[SUPPLIED PASSAGE]

= Trachtenberg =

Trachtenberg is a German language name that is also used in other language societies.

== About Trachtenberg as surname ==
(Russian/Ukrainian: Трахтенберг, טראַכֿטנבערג; טרכטנברג, is a surname of several notable people, typically an Ashkenazi Jewish surname, especially Bessarabian and Ukrainian. Sometimes the name is transliterated to Trachtenburg, whilst Jews from Argentina often spell the name Trajtenberg according to Spanish spelling norms. Some more recent immigrants from the former Soviet Union have had the name transliterated as Trakhtenberg when entering the US.

Trachtenberg, literally "a mountain of costumes" (in German), or "a mountain of thoughts" (in Yiddish), is a modification of the former German name of a town in Silesia (Trachenberg "Dragon Castle") now called by the Polish name Żmigród, where Jews were a significant part of the population until World War II and the Holocaust. Jews who bear this name are usually descendants of families who moved from Trachtenburg, Silesia, to another place in central or eastern Europe (and then elsewhere, later on). They became known in their new communities by their former place of residence.

[REQUIRED WORK]
Copy the Trachtenberg text word for word, from "Trachtenberg is a" up to and including "entering the US.". The material after this point comes from a different source than the Trachtenberg text.

[LISTED ENTRIES]
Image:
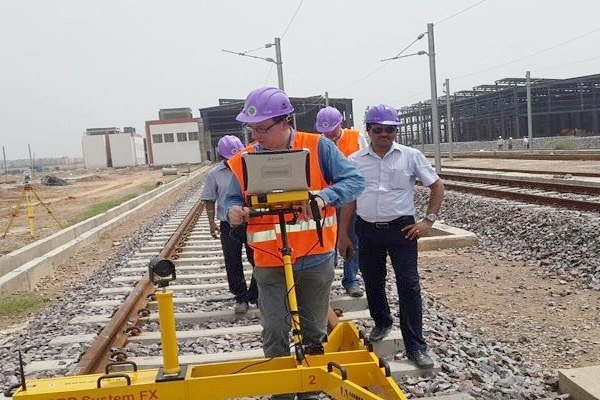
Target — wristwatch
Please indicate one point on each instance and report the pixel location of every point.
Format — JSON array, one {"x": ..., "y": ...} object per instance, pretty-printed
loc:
[{"x": 432, "y": 217}]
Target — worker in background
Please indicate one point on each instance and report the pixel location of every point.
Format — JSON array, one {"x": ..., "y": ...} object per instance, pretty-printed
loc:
[
  {"x": 500, "y": 143},
  {"x": 267, "y": 113},
  {"x": 329, "y": 123},
  {"x": 216, "y": 184},
  {"x": 386, "y": 226}
]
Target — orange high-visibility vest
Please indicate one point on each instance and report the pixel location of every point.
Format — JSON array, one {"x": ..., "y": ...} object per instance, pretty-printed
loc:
[
  {"x": 348, "y": 143},
  {"x": 264, "y": 233}
]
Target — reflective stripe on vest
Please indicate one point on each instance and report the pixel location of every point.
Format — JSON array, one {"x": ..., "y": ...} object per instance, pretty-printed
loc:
[
  {"x": 348, "y": 143},
  {"x": 271, "y": 234}
]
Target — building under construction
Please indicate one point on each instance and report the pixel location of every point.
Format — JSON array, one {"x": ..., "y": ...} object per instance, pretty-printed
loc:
[
  {"x": 219, "y": 121},
  {"x": 558, "y": 107}
]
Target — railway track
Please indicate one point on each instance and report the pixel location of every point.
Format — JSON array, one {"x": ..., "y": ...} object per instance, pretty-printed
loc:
[
  {"x": 119, "y": 321},
  {"x": 557, "y": 192}
]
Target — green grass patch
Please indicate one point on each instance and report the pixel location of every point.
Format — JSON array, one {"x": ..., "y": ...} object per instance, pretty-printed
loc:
[
  {"x": 561, "y": 144},
  {"x": 99, "y": 208},
  {"x": 14, "y": 306}
]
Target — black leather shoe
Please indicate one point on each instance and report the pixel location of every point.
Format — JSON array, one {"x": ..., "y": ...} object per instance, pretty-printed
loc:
[
  {"x": 378, "y": 333},
  {"x": 420, "y": 359}
]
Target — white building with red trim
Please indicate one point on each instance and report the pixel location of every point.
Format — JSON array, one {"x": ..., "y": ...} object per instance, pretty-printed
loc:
[{"x": 173, "y": 138}]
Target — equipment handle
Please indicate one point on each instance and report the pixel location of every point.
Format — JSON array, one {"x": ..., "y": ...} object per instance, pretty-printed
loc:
[{"x": 314, "y": 208}]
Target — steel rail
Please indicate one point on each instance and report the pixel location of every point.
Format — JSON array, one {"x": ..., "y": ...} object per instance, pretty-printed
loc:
[
  {"x": 553, "y": 173},
  {"x": 541, "y": 199},
  {"x": 555, "y": 186},
  {"x": 113, "y": 336}
]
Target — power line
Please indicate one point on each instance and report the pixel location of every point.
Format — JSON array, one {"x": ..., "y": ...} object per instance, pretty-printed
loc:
[
  {"x": 460, "y": 12},
  {"x": 292, "y": 20},
  {"x": 529, "y": 55},
  {"x": 420, "y": 36}
]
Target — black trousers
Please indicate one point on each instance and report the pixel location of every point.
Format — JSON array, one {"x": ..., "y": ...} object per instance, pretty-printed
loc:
[
  {"x": 376, "y": 242},
  {"x": 232, "y": 240}
]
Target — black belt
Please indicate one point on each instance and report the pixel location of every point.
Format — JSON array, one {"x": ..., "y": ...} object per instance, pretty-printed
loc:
[{"x": 396, "y": 223}]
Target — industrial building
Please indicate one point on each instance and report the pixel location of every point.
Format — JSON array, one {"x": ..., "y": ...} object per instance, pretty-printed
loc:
[
  {"x": 558, "y": 107},
  {"x": 111, "y": 147},
  {"x": 173, "y": 138}
]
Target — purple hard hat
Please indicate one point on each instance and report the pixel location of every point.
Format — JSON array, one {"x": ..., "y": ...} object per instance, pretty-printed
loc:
[
  {"x": 263, "y": 104},
  {"x": 382, "y": 114},
  {"x": 328, "y": 119},
  {"x": 229, "y": 146}
]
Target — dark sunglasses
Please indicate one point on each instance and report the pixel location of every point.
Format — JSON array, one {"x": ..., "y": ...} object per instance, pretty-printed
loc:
[{"x": 387, "y": 129}]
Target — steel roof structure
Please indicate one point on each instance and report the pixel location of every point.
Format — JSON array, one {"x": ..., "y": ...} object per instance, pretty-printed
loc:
[{"x": 559, "y": 107}]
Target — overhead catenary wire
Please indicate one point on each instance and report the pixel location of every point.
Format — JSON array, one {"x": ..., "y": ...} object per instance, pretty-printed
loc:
[
  {"x": 420, "y": 36},
  {"x": 528, "y": 56}
]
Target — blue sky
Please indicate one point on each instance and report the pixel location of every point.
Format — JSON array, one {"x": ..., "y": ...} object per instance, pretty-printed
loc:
[{"x": 69, "y": 65}]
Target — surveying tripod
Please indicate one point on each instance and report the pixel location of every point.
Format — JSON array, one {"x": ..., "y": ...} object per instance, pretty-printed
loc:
[
  {"x": 346, "y": 368},
  {"x": 27, "y": 198}
]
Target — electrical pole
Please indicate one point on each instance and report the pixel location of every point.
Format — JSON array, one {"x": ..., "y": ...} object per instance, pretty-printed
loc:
[
  {"x": 529, "y": 119},
  {"x": 449, "y": 119},
  {"x": 435, "y": 120},
  {"x": 5, "y": 164},
  {"x": 279, "y": 63}
]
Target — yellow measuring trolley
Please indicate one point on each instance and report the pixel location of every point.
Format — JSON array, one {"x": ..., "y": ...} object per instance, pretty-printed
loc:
[{"x": 345, "y": 367}]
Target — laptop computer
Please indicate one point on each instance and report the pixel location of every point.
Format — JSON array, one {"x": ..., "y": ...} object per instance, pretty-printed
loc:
[{"x": 276, "y": 171}]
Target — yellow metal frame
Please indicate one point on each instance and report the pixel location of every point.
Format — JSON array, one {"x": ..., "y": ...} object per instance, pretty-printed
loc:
[{"x": 347, "y": 369}]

[RESULT]
Trachtenberg is a German language name that is also used in other language societies.

== About Trachtenberg as surname ==
(Russian/Ukrainian: Трахтенберг, טראַכֿטנבערג; טרכטנברג, is a surname of several notable people, typically an Ashkenazi Jewish surname, especially Bessarabian and Ukrainian. Sometimes the name is transliterated to Trachtenburg, whilst Jews from Argentina often spell the name Trajtenberg according to Spanish spelling norms. Some more recent immigrants from the former Soviet Union have had the name transliterated as Trakhtenberg when entering the US.